◆ SUPPLIED PASSAGE:
=-=-=-=-=

Quadrupling the sample size (e.g., from 25 to 100) approximately halves the margin of error.
A random sample of $n = 40$ has $\bar{x} = 120$ and $s = 15$. Construct a 95% CI for $\mu$. ($df = 39$, $t^* \approx 2.023$)
Show Answer
CI: $120 \pm 4.80 \implies (115.2,\ 124.8)$.
We are 95% confident the true mean is between 115.2 and 124.8.
AP Exam Tip: Four factors affect CI width — confidence level (higher level → wider), sample size $n$ (larger $n$ → narrower), variability $s$ (larger $s$ → wider), and critical value $t^*$ (larger level → larger $t^*$). Know which direction each factor pulls the interval width.
Comparison of $t$-distribution (blue, $df=5$) vs. standard Normal (gray). The $t$-distribution has heavier tails, producing wider confidence intervals for small samples.

=-=-=-=-=

◆ TO BE DONE:
1. According to the confidence interval text, what effect does quadrupling the sample size have on the margin of error?
2. In the confidence interval text, rename "width" as "breadth" and write out the part that opens with the words containing "We are 95% confident" and closes with "the interval width.".
The data that follow are separate material and are unrelated to the confidence interval text.

◆ RAW DATA:
=-=-=-=-=

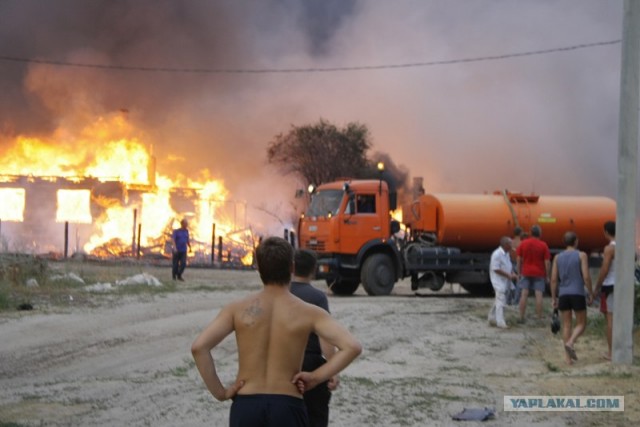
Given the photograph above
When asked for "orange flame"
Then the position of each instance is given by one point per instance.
(110, 149)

=-=-=-=-=

◆ LIST OF SOLUTIONS:
1. It approximately halves the margin of error.

2.
We are 95% confident the true mean is between 115.2 and 124.8.
AP Exam Tip: Four factors affect CI breadth — confidence level (higher level → wider), sample size $n$ (larger $n$ → narrower), variability $s$ (larger $s$ → wider), and critical value $t^*$ (larger level → larger $t^*$). Know which direction each factor pulls the interval breadth.